▶ **EXERCISE DETAILS**
Resume the article about Neal Tisher, the UAB medical student and pole vaulter, after its final sentence.

▶ **GIVEN PASSAGE**
By: Steve Irvine,

The advice came during Neal Tisher’s orientation session this past summer as she headed into the first days of medical school at UAB. Maintain the  extracurricular activities that you love, the students were told.

Tisher followed that advice, even though her extracurricular activity is rather unique.

“I would assume most kids in medical school probably hit the gym and hit the treadmill or bike or something to try to relieve stress or try to stay healthy,” said UAB women’s track and field head coach Kurt Thomas. “Well, hers is pole vaulting. That’s kind of where I fit in her world.”

Pole vaulting is much more than a hobby for Tisher, who joined the UAB track team for her final season of eligibility as a graduate transfer. The Mobile native won multiple state pole vault championships at St. Paul’s Episcopal High School, as well as claiming state titles in the heptathlon and 100 and 300 meter hurdles, and was a pole vault standout at Ole Miss. She earned All-America honorable mention in both indoor and outdoor track while at Ole Miss and set school pole vault records in indoor (13 feet, 11 inches) and outdoor (13-9.75).

Tisher had a year of college eligibility remaining after missing her senior season at Ole Miss because of shoulder problems. She hurt her rotator cuff late in her junior season, just before competing in the NCAA Regionals, and wasn’t cleared to compete until the summer after her senior season ended. She applied to medical school at UAB but was prepared to go back to Ole Miss for one final season if she wasn’t accepted.  Her acceptance to UAB, however, meant her pole vaulting career, which began when she was in the 7th grade, was over.

“I thought I had to quit track and I was devastated,” Tisher said. “I’m not going to lie, I cried. When you quit it, that’s when you realize how much it means to you. I was like ‘What am I going to do?’”


She hadn’t considered the option of continuing track and field until a conversation with former Ole Miss hurdler Lee Moore, who was attending medical school in Tennessee. He asked if she had thought about competing at UAB with her final year of eligibility. Thomas said he heard Tisher was coming to UAB for medical school and might be interested in joining the team. Tisher eventually reached out to Thomas about the possibility.


“I told her get to Birmingham first and check out how the first couple weeks of classes go,” Thomas said. “Their medical school classes started late July and early August. I told her come late August, come talk to me and we’ll try to figure everything else out. I wanted to set her mind at ease, I am willing to work with you but, at the same time, it’s not the same as undergrad. I kind of knew that going in.”

The challenges of medical school are substantial. Mix in the rigors of being a college student-athlete and doing both takes a special person and an understanding coach. Tisher’s school obligations often changes weekly and the hours are grueling. At times, she can’t make it to practice sessions with the team so she adapts. She might do her workout at the UAB campus Recreation Center, which is close to where she does most of her school work, or find another time to squeeze in a practice.

Records taken from a dataset:
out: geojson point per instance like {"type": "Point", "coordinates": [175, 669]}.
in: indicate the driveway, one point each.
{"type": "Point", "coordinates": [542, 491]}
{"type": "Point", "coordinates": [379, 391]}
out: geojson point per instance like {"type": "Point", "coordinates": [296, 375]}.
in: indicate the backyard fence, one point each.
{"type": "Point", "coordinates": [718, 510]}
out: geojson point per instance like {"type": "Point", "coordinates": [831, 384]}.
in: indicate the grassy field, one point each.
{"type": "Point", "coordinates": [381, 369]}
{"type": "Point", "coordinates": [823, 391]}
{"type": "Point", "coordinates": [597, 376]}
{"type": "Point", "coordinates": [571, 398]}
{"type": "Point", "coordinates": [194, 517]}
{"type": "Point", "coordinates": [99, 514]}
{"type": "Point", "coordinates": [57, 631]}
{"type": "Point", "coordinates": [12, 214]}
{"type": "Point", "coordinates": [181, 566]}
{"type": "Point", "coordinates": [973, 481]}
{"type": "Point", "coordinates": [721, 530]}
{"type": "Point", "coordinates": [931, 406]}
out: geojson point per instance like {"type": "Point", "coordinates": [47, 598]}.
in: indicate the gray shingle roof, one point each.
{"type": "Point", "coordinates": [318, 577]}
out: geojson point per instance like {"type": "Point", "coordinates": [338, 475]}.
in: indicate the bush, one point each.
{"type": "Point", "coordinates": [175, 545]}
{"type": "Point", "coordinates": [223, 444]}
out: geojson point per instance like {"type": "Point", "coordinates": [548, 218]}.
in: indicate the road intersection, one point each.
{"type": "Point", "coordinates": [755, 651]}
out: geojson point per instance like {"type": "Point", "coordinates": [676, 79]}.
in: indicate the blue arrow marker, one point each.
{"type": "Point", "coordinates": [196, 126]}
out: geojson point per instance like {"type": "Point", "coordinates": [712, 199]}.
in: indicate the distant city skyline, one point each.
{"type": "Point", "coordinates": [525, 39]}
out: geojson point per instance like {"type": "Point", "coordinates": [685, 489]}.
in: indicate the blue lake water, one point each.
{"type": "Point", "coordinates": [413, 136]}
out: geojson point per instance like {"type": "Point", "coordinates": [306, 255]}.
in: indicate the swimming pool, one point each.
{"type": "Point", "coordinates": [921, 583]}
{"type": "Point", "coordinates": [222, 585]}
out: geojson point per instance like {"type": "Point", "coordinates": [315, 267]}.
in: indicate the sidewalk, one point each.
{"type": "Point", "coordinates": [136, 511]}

▶ **RESPONSE**
“I don’t sleep as much as I used to,” Tisher said. “I probably used to micromanage myself as an undergrad, little did I know there was more micromanaging to do. I typically try to make it to as many workouts as I can. Coach is really sweet about some days you just can’t get to it all. I wake up early. It’s doable, not every day but it’s doable.”

Thomas said the nature of track and field helps. It’s a team sport but so much is also done individually. He said as long as the communication remains solid, which leads to proper planning, then it works. However, that doesn’t mean he thinks it’s easy on Tisher to squeeze everything she needs to do in 24 hours daily.

“She just has the right mix of personality and perseverance and grittiness,” Thomas said. “She’s a tough competitor, she’s a fireball. It doesn’t surprise me with her personality. I think that’s how she’s always attacked everything. In practice, she’ll sit there and tell me all the things she had to study and all the things she had to do and that’s when it kind of hits me. I don’t think many people could do it.

Tisher made a quick impact, despite still shaking off some rust. She set or tied school records in each of her three meets thus far. She placed second overall in the BSC Icebreaker with a jump of 12-7 ½ and had a best clearance of 13-1 ½ in each of the other two meets. She finished tied for first in the Vanderbilt Invitational and third in the Samford Multi & Invitational.

She’s just happy to still be competing in the pole vault, even if that experience comes complete with some quirks. Getting a 14-foot pole from place to place is not easy, especially when you drive a small car, and out-of-town travel is far from simple.

“It’s pretty comical,” Tisher said. “I have a small car, a little Honda Accord, and trying to strap the poles on there is a hoot. People stare at you when you drive. The airport is the best. People ask ‘You have some fishing poles in there?” I’m like “No, I don’t think they make 14-foot fishing poles.” You have to ask for a room on the first floor in hotels. They’re awkward. Everybody thinks they break down and they do not.”

However, she wouldn’t change one thing about her pole vault journey.

“I’ve had some of the best times with my teammates,” Tisher said. “I’ve always loved to compete. I think it helps me get into medical school. I think it helped me make friends within the first hours of undergrad and medical schools. It’s kind of prepared me everywhere and made college more enjoyable.”